▶ _The data_:
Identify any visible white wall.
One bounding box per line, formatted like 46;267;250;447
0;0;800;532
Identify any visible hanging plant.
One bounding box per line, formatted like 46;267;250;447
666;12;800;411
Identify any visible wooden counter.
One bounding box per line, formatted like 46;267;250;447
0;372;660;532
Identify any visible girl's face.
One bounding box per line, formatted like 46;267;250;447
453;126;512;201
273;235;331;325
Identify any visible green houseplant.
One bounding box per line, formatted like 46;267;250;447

* * *

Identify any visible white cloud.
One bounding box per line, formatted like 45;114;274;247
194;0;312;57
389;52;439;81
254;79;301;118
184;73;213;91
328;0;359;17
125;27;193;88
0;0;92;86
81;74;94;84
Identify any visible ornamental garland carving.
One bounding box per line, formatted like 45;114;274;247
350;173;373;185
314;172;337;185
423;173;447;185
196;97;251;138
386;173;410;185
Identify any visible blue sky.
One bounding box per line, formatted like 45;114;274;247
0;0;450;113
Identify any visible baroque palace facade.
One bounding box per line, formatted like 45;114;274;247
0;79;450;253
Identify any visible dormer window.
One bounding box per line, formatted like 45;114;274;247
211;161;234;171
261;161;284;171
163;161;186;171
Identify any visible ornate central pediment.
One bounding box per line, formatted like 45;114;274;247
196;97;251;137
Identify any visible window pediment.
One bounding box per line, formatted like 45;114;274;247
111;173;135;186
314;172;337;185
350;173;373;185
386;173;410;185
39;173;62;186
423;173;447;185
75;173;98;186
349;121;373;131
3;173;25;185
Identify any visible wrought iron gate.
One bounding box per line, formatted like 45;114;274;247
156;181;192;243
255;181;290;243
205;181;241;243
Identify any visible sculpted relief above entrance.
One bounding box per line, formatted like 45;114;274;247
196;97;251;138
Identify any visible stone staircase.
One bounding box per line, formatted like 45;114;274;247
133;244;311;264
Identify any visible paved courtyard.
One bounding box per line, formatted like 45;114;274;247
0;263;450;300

---

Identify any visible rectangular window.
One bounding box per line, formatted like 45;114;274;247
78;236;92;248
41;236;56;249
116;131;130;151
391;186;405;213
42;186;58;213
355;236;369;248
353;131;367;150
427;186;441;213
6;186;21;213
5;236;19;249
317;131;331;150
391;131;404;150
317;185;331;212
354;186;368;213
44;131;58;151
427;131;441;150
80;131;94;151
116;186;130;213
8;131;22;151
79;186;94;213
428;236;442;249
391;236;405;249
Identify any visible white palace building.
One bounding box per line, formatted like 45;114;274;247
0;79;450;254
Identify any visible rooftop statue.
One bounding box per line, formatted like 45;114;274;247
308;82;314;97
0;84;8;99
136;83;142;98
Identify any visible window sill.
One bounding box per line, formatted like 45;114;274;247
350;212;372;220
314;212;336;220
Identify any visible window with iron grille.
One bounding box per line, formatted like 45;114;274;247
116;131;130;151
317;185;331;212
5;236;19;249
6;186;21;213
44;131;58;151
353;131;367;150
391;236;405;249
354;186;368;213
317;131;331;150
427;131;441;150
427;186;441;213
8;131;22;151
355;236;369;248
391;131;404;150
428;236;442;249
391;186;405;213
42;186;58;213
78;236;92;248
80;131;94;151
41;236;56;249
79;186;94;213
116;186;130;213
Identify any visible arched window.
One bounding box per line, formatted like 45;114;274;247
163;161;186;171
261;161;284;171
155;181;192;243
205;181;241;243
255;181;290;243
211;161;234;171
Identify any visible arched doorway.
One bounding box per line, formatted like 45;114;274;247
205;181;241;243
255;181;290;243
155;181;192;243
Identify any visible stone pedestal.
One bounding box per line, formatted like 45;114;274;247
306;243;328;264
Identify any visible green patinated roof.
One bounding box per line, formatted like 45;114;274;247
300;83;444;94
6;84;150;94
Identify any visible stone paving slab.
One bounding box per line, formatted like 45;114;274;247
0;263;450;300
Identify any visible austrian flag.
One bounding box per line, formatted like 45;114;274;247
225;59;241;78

▶ _Directive_:
Can you pull out, word for word, only the lines of material that start with the one containing "Identify any visible arched doorway." and run through the one containing "225;59;241;78"?

▶ _Solution_:
Identify any visible arched doorway.
One bounding box per line, formatted like 45;114;274;247
205;181;241;243
255;181;290;243
155;181;192;243
Identify any visible stone pedestal.
One bounding box per line, formatted like 45;114;274;247
306;243;328;264
Identify any visible green patinated roof.
One bounding box per line, formatted like 45;114;274;247
300;83;444;94
6;84;150;94
Identify any visible stone paving slab.
One bounding box per line, formatted like 45;114;274;247
0;263;450;300
Identify any visible austrian flag.
One bounding box per line, formatted like 45;114;274;247
225;59;241;78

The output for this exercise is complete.